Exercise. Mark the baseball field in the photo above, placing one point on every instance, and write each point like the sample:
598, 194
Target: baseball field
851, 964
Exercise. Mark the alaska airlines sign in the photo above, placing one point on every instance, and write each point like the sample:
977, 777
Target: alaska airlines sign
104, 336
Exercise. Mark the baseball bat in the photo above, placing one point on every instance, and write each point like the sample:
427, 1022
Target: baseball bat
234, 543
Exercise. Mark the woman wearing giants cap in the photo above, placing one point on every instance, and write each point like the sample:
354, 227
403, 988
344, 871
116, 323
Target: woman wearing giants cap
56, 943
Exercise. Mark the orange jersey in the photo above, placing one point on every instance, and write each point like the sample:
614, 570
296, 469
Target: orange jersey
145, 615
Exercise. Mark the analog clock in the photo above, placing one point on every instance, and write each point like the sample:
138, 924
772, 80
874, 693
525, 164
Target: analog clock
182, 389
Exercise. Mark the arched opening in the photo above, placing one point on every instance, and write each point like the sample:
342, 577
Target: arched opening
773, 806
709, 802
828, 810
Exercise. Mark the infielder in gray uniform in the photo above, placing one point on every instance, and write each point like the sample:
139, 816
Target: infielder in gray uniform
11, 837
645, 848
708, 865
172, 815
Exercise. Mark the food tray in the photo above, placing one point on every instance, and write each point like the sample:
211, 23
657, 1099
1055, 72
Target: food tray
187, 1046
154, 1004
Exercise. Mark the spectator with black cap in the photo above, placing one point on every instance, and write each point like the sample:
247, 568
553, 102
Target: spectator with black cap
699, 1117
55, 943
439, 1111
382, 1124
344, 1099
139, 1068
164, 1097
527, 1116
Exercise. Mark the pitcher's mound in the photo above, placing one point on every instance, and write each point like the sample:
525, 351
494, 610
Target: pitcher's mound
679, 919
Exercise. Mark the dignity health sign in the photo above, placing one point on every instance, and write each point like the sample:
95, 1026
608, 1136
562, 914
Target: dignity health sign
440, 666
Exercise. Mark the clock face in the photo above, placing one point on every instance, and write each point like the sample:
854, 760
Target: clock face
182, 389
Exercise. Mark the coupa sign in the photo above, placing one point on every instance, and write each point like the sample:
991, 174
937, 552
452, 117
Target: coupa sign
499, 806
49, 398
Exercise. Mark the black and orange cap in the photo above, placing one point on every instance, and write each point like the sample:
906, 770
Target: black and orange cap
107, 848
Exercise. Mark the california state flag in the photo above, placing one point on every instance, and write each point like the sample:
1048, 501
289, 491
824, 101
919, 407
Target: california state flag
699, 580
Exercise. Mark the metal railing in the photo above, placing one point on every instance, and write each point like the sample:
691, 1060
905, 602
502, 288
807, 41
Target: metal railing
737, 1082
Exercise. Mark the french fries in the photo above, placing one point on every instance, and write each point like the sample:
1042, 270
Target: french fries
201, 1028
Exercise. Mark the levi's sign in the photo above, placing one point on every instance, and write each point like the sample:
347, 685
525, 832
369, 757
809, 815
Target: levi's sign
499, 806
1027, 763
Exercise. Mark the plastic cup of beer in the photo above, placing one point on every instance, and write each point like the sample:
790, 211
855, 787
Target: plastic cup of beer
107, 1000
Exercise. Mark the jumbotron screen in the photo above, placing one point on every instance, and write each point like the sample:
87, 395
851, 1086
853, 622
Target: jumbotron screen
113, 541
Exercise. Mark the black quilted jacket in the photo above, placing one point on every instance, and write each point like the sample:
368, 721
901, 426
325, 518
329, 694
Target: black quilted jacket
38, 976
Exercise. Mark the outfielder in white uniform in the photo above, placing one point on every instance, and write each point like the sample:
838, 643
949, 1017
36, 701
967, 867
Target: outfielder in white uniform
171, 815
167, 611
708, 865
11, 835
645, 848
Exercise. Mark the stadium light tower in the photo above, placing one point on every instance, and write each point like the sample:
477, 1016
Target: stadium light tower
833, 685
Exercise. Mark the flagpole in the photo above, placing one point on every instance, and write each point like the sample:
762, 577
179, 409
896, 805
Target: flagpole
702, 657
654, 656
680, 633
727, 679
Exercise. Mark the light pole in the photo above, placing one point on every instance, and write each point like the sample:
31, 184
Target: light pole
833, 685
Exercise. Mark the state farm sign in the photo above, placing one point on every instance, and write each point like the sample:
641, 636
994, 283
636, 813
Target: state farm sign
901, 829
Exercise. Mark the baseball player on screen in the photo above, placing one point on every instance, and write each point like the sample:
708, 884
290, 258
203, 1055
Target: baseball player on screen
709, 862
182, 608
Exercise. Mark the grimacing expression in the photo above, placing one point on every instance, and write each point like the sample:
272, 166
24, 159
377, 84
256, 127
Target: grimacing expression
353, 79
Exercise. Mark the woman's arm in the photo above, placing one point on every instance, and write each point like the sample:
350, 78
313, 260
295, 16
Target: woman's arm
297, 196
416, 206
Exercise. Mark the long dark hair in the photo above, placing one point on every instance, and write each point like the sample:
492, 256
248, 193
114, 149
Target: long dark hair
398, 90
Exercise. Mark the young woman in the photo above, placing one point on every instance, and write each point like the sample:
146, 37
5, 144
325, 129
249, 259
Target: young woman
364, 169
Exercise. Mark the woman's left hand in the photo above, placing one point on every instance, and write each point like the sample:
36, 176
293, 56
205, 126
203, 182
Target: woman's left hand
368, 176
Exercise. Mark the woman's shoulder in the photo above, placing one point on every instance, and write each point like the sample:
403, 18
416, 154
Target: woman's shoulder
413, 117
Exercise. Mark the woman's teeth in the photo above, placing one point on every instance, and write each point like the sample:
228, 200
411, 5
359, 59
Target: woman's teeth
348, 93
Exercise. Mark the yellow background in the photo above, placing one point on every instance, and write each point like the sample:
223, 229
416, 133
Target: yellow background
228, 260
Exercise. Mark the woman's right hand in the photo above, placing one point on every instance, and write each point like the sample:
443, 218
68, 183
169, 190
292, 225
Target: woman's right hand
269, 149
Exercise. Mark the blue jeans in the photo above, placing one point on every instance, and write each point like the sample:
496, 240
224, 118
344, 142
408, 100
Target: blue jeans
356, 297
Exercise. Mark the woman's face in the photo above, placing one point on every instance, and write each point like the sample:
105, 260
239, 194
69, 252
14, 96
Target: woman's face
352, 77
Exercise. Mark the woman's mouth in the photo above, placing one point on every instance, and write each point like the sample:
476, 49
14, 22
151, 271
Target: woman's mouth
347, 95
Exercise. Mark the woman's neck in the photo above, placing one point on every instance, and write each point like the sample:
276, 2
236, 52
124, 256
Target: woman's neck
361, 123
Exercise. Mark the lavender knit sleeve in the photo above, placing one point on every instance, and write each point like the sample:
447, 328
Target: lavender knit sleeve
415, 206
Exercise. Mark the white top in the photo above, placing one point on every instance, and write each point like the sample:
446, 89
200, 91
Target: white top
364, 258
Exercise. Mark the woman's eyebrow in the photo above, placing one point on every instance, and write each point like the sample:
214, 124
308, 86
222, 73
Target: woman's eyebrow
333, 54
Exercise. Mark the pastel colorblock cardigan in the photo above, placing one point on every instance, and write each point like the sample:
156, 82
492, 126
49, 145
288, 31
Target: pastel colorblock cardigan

- - -

* Task prompt
Restate all of the entries above precisely.

* Result of the task
Exercise. Mark the baseball field in the photo above, placing one point on every instance, and write each point like the sample:
598, 194
Target: baseball field
851, 964
Exercise. Mark the alaska airlines sign in the photo above, placing one point on every instance, and write each point like the sample:
977, 777
Target: alaska airlines sign
104, 336
Exercise. Mark the baseball bat in the photo above, placing one point on every instance, and write each point like the sample:
427, 1022
Target: baseball bat
234, 543
Exercise. Mark the woman wearing giants cap in the photo above, placing one point on every instance, and write each point like the sample:
354, 227
403, 988
344, 871
116, 323
Target: woman wearing giants cap
56, 943
Exercise. Mark the orange jersey in the photo above, placing one point on every instance, and write each point like the sample:
614, 570
296, 469
Target: orange jersey
145, 615
Exercise. Mark the analog clock in the photo above, placing one point on every instance, and write each point like the sample:
138, 924
772, 80
874, 693
525, 164
Target: analog clock
182, 389
Exercise. Mark the arched opening in the photo above, placing one point on every instance, and write each point like the sample:
342, 577
Target: arched opening
773, 806
709, 802
828, 810
Exercise. Mark the infielder in gray uniform in the photo above, placing one point on every instance, and write each point like the sample:
139, 816
Target: infielder in gray uniform
11, 837
645, 848
708, 865
172, 815
Exercise. Mark the food tray in the photo above, placing one point on every instance, and write each point like the sample:
211, 23
657, 1099
1055, 72
Target: food tray
187, 1046
154, 1004
Exercise. Mark the spectator with black cap in the photo above, placing one point on every instance, and write each point like the sample:
247, 568
553, 102
Target: spectator with black cap
699, 1117
55, 943
439, 1111
382, 1124
344, 1099
139, 1068
164, 1097
527, 1116
Exercise. Mark the pitcher's mound in the photo above, placing one point on every instance, and write each point like the sample:
525, 351
494, 610
Target: pitcher's mound
679, 919
Exercise. Mark the dignity health sign in the photo above, placing one point on every instance, and write each point like the sample:
95, 1026
608, 1136
562, 914
Target: dignity health sign
440, 666
Exercise. Mark the clock face in the photo above, placing one point on every instance, and write each point like the sample:
854, 760
Target: clock face
182, 389
Exercise. Mark the coupa sign in the photo above, placing one point on every instance, and write each point like the sample:
991, 174
937, 552
452, 117
Target: coupa sign
499, 806
49, 398
Exercise. Mark the black and orange cap in the photo above, placing one point on every instance, and write each point like the sample:
906, 770
Target: black and orange cap
107, 848
Exercise. Mark the california state flag in the photo above, placing one point on every instance, and write each point like the sample:
1048, 501
289, 491
824, 101
919, 407
Target: california state flag
699, 580
Exercise. Mark the metal railing in the photo above, placing one point on every instance, and write each point like the sample:
691, 1060
905, 602
502, 288
807, 41
Target: metal railing
737, 1082
Exercise. Mark the french fries in the photo above, placing one point on every instance, and write each point like the sample:
1042, 270
Target: french fries
201, 1028
Exercise. Mark the levi's sign in the photo above, placing one point on every instance, and write each point like the sample:
347, 685
525, 832
369, 757
809, 815
Target: levi's sign
499, 806
1027, 763
Exercise. Mark the plastic cup of beer in the photo above, placing one point on every instance, and write each point like the sample:
790, 211
855, 787
Target: plastic cup of beer
107, 1000
Exercise. Mark the jumbotron screen in the photo above, placing one point on every instance, and write each point like the sample:
87, 395
851, 1086
853, 622
Target: jumbotron screen
113, 541
Exercise. Mark the black quilted jacket in the photo above, placing one point on every instance, and write each point like the sample:
368, 721
901, 426
325, 518
329, 694
Target: black quilted jacket
38, 976
Exercise. Mark the outfielder in white uniform in the photo above, placing one point on every instance, and write each point like the sample:
838, 643
949, 1017
36, 701
967, 867
Target: outfielder in white uniform
171, 815
167, 611
708, 865
11, 835
645, 848
Exercise. Mark the stadium light tower in the photo above, placing one point on every instance, and write each point like the sample:
477, 1016
Target: stadium light tower
833, 685
Exercise. Mark the flagpole in the photo above, placing one point on every instance, and write each point like the sample:
762, 577
179, 409
896, 805
Target: flagpole
702, 657
654, 656
680, 633
727, 679
Exercise. Mark the light pole in the photo above, placing one point on every instance, and write each point like the sample:
31, 184
Target: light pole
833, 685
Exercise. Mark the state farm sign in the photo above, placing one point on every instance, and write each point like the sample:
641, 636
994, 283
636, 813
Target: state farm sign
901, 829
Exercise. Mark the baseball player on screen in the photo above, placing one point on every instance, and write each point like the sample:
708, 884
290, 258
203, 1055
Target: baseball player on screen
709, 862
182, 608
Exercise. Mark the grimacing expression in the photo above, placing one point on every instance, and write each point like the sample:
272, 166
24, 159
377, 84
256, 127
Target: grimacing expression
353, 79
Exercise. Mark the woman's arm in the photo above, placing one point on every instance, and write each point like the sample:
350, 78
313, 260
295, 16
Target: woman's arm
297, 196
416, 206
Exercise. Mark the long dark hair in the photo above, placing one point on every instance, and write each point like the sample:
492, 256
248, 193
114, 149
Target: long dark hair
398, 90
Exercise. Mark the young woman in the photo above, placing one point on every instance, and write each point like the sample:
146, 37
5, 144
325, 129
249, 259
Target: young woman
364, 169
Exercise. Mark the woman's left hand in the photo above, placing one point on every instance, and write each point like the sample:
36, 176
293, 56
205, 126
203, 182
Target: woman's left hand
368, 176
Exercise. Mark the woman's shoulder in the photo above, placing one point on every instance, and write each point like the sample:
403, 18
416, 154
Target: woman's shoulder
413, 117
Exercise. Mark the woman's teeth in the photo above, placing one point on every instance, and write each point like the sample:
228, 200
411, 5
359, 59
Target: woman's teeth
348, 93
Exercise. Mark the yellow background in the photo above, placing one point on every instance, and write each point like the sample:
223, 229
416, 133
Target: yellow background
228, 260
Exercise. Mark the woman's right hand in the photo above, placing one point on every instance, and write each point like the sample:
443, 218
68, 183
169, 190
292, 225
Target: woman's right hand
269, 149
Exercise. Mark the blue jeans in the photo above, placing one point on every instance, and write each point like the sample:
496, 240
224, 118
344, 142
408, 100
Target: blue jeans
356, 297
Exercise. Mark the woman's face in the photo above, placing one point on every instance, and write each point like the sample:
105, 260
239, 194
69, 252
14, 96
Target: woman's face
352, 77
Exercise. Mark the woman's mouth in the photo above, placing one point on every instance, and write each point like the sample:
476, 49
14, 22
151, 271
Target: woman's mouth
347, 95
Exercise. Mark the woman's neck in the photo above, placing one point on every instance, and write each point like the sample:
276, 2
236, 52
124, 256
Target: woman's neck
361, 123
Exercise. Mark the lavender knit sleeve in the photo above, placing one point on every instance, and write each point like the sample:
447, 328
Target: lavender knit sleeve
415, 206
Exercise. Mark the white top in the photo above, placing one point on every instance, and write each point like the sample:
446, 89
200, 91
Target: white top
364, 258
Exercise. Mark the woman's eyebrow in the photo above, placing one point on every instance, and write each point like the sample:
214, 124
308, 86
222, 73
Target: woman's eyebrow
333, 54
Exercise. Mark the pastel colorblock cardigan in the photo above, placing one point on every instance, and write each point like the sample:
156, 82
492, 126
49, 145
288, 31
Target: pastel colorblock cardigan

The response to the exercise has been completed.